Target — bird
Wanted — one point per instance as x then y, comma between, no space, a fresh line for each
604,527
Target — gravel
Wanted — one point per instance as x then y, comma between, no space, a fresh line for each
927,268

++++++++

◆ **Stated goal**: Copy all of the material above line for line, without changing anything.

◆ **Exercise result**:
Target — bird
Wanted — one point per instance as x then y, comma between, no space, a fresh line for each
604,527
Target — gravel
Wanted — one point per instance as x then y, comma between, no space, a fresh line for each
927,268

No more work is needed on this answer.